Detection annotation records
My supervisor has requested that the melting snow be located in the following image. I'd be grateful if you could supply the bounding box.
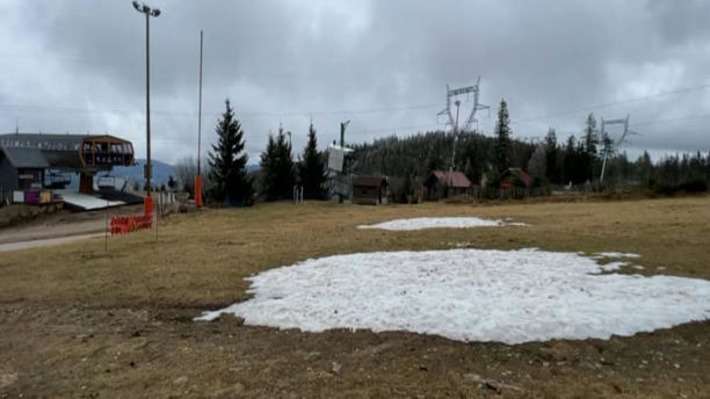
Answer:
[592,252,641,259]
[199,249,710,344]
[357,217,527,231]
[599,262,629,272]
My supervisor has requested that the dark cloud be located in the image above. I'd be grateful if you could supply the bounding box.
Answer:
[0,0,710,161]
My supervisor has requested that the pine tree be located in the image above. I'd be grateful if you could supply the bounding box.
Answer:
[299,123,326,200]
[528,146,547,182]
[583,113,599,180]
[208,99,253,206]
[261,128,296,201]
[495,99,512,173]
[545,128,560,184]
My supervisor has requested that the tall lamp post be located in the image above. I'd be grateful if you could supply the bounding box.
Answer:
[133,1,160,215]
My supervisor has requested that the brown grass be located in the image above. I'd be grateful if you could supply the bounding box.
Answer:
[0,197,710,397]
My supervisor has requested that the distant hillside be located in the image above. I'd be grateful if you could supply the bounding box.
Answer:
[113,159,175,185]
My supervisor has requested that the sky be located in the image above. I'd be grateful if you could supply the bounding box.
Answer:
[0,0,710,163]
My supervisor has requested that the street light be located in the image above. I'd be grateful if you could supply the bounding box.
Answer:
[133,1,160,214]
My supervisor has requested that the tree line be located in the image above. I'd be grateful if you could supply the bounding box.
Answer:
[181,100,327,206]
[354,100,710,194]
[176,100,710,206]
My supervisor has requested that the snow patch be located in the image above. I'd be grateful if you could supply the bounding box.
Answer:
[357,217,527,231]
[592,252,641,259]
[198,249,710,344]
[599,262,629,272]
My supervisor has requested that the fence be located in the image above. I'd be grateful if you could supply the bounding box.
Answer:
[471,186,552,200]
[110,192,179,235]
[111,215,153,235]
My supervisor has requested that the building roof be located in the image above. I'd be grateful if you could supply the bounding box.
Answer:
[353,175,387,187]
[503,168,532,187]
[0,147,49,169]
[427,170,471,188]
[0,133,124,152]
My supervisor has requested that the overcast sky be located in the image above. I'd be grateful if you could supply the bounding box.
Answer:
[0,0,710,163]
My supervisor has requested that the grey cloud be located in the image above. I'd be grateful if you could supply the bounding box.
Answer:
[0,0,710,161]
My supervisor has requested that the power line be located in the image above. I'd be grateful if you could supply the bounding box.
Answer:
[511,84,710,125]
[0,103,438,117]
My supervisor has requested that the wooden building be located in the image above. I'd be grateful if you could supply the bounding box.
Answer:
[0,133,134,201]
[352,175,388,205]
[424,170,471,201]
[500,168,532,188]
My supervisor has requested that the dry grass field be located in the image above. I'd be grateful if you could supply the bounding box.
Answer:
[0,197,710,398]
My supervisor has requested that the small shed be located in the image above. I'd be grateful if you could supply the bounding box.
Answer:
[353,175,388,205]
[424,170,471,201]
[0,147,49,196]
[500,168,532,188]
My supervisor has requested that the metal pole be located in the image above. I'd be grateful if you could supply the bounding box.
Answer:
[197,30,202,176]
[449,100,461,172]
[145,12,152,197]
[104,198,108,251]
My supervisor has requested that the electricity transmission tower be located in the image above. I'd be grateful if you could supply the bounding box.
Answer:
[436,76,491,170]
[599,114,640,183]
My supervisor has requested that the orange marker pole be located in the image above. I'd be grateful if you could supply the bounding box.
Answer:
[195,175,202,208]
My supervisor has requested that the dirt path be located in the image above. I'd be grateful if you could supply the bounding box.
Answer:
[0,220,106,246]
[0,233,104,252]
[0,206,142,247]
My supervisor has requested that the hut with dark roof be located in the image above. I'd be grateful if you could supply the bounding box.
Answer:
[424,170,471,201]
[352,175,388,205]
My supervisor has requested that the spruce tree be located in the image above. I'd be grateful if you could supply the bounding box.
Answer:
[208,99,253,206]
[495,99,512,173]
[545,128,560,184]
[299,123,326,200]
[583,113,599,180]
[261,128,296,201]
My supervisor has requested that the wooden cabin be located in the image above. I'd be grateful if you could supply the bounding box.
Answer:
[352,175,388,205]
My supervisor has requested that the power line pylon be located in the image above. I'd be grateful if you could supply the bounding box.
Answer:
[436,76,491,170]
[599,114,640,183]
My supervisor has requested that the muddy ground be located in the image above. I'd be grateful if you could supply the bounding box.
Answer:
[0,197,710,398]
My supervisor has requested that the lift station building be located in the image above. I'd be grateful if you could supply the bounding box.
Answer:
[0,133,135,205]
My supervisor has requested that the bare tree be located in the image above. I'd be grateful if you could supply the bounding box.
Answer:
[528,146,547,179]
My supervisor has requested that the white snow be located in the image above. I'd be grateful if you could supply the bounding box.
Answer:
[592,252,641,259]
[599,262,629,272]
[199,249,710,344]
[357,217,527,231]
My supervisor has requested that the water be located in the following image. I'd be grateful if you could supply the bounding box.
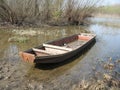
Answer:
[0,18,120,90]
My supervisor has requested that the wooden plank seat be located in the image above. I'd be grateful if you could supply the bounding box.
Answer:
[32,48,52,55]
[43,44,72,51]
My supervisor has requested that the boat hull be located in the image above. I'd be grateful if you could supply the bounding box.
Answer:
[20,33,95,64]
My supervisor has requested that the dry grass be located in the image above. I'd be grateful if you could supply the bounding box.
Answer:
[0,0,98,25]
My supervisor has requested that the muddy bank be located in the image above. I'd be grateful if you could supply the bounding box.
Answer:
[0,60,43,90]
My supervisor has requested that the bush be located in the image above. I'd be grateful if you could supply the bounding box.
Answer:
[0,0,98,25]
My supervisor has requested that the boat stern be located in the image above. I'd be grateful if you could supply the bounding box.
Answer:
[19,52,35,63]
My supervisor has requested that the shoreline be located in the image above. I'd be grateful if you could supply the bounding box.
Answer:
[92,13,120,18]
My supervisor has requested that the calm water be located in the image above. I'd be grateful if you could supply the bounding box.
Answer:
[0,18,120,90]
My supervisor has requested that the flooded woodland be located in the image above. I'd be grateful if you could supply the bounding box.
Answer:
[0,0,120,90]
[0,18,120,90]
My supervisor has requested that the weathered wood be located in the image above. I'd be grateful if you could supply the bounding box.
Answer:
[43,44,72,51]
[20,33,96,63]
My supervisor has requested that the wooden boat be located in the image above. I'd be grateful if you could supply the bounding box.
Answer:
[20,33,95,63]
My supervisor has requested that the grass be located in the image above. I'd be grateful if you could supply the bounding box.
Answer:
[0,0,99,26]
[8,36,29,43]
[73,58,120,90]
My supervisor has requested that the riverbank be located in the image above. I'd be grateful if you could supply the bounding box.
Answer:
[92,13,120,18]
[0,18,120,90]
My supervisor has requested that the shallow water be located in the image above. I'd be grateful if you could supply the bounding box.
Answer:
[0,18,120,90]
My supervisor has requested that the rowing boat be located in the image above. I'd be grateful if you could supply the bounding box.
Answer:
[20,33,96,63]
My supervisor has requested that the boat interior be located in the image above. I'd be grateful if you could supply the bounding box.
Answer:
[32,34,93,56]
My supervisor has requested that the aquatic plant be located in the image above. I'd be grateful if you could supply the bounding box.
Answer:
[73,58,120,90]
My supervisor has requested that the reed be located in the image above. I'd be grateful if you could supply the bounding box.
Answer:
[0,0,99,25]
[73,58,120,90]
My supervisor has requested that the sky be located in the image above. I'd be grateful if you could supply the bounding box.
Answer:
[102,0,120,5]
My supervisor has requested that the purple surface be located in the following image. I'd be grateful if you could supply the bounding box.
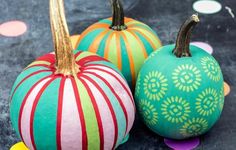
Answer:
[164,137,200,150]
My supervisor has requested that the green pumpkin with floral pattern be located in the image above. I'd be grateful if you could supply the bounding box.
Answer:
[135,15,224,139]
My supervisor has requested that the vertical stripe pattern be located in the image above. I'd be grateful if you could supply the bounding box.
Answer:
[75,18,162,89]
[10,50,135,150]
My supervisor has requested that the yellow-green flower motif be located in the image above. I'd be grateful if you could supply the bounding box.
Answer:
[138,100,158,126]
[161,96,191,123]
[219,86,225,111]
[172,64,202,92]
[196,88,219,116]
[143,71,168,101]
[180,118,208,137]
[201,57,221,82]
[135,77,141,96]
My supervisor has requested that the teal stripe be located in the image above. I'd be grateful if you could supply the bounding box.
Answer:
[10,72,51,135]
[77,29,105,51]
[131,24,158,37]
[88,75,126,147]
[11,67,48,95]
[34,79,61,149]
[134,31,153,55]
[87,61,125,78]
[120,36,132,87]
[99,19,112,25]
[97,32,111,57]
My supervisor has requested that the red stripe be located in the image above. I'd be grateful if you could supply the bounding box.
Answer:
[30,77,56,149]
[36,53,55,63]
[11,70,50,99]
[75,51,83,58]
[56,77,66,150]
[70,77,88,150]
[83,71,128,135]
[80,78,104,150]
[18,75,51,140]
[24,64,51,71]
[77,55,108,66]
[84,64,135,109]
[79,76,118,149]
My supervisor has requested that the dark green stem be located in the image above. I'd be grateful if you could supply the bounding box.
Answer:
[173,14,200,58]
[110,0,127,31]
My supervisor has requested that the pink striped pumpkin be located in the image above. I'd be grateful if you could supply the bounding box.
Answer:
[10,51,135,150]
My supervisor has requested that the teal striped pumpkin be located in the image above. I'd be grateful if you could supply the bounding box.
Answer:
[10,51,135,150]
[76,18,162,89]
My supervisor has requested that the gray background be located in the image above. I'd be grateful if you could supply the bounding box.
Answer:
[0,0,236,150]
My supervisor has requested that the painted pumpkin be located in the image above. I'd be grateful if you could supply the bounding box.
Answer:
[10,0,135,150]
[77,0,161,88]
[135,15,224,139]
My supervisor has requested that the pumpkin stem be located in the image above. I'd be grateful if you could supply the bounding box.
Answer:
[49,0,79,75]
[173,14,200,58]
[110,0,127,31]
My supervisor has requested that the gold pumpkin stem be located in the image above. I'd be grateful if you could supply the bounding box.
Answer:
[173,14,200,57]
[110,0,127,31]
[49,0,79,75]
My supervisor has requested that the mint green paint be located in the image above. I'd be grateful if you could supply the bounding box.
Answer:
[120,36,132,87]
[77,29,104,51]
[135,45,224,139]
[99,19,112,25]
[88,75,127,146]
[11,67,48,95]
[33,79,61,149]
[97,32,111,57]
[10,71,51,135]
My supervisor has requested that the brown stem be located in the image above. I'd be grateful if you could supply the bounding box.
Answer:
[49,0,78,75]
[110,0,127,31]
[173,14,200,57]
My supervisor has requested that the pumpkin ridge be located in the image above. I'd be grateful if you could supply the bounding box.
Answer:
[78,74,118,148]
[81,71,128,134]
[30,78,56,150]
[70,77,88,150]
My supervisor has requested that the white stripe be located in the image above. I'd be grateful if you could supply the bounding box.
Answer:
[84,69,135,133]
[21,78,51,150]
[83,78,115,149]
[61,79,82,150]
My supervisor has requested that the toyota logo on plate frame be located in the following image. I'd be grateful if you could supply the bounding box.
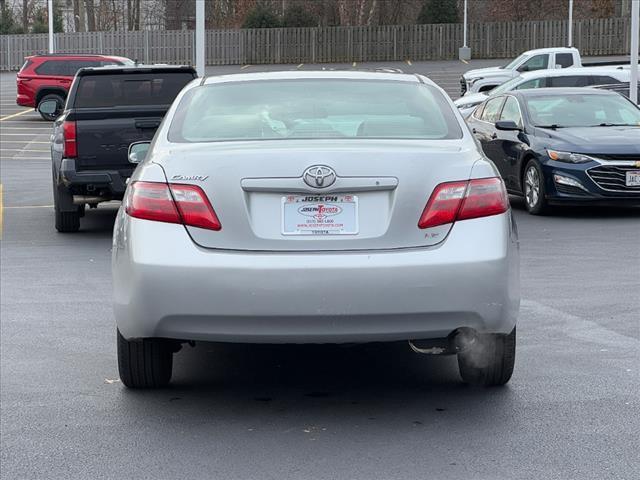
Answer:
[302,165,337,188]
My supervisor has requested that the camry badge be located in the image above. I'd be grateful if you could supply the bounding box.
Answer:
[302,165,336,188]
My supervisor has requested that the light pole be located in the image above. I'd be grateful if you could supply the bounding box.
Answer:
[458,0,471,62]
[629,0,640,103]
[195,0,205,77]
[567,0,573,47]
[47,0,56,53]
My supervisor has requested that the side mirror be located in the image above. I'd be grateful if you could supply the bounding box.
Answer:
[38,100,58,115]
[129,142,151,163]
[496,120,522,131]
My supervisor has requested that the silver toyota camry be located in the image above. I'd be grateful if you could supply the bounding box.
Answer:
[113,71,519,387]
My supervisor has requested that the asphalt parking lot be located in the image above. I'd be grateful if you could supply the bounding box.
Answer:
[0,61,640,480]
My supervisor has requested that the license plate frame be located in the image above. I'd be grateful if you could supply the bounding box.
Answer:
[624,170,640,187]
[280,194,359,237]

• _AIM_
Please quote exactly the lines from the one containing "My supervisor has requested that the silver" through the last line of the records above, both included, and nothing else.

• _WORKED SOLUTION_
My supervisor has requested that the silver toyota camry be located in the image above. I'd be grateful if you could supply the bounding box.
Answer:
[113,71,519,387]
My supervisor has requested that the asphalt parking lot be located in the image above. I'd be grateful if you could supply the bounding box.
Answer:
[0,61,640,480]
My supervisor has requested that the license plate frame be located in the image above. I'd be grateful if you could supply the bounding box.
Answer:
[624,170,640,187]
[280,194,359,237]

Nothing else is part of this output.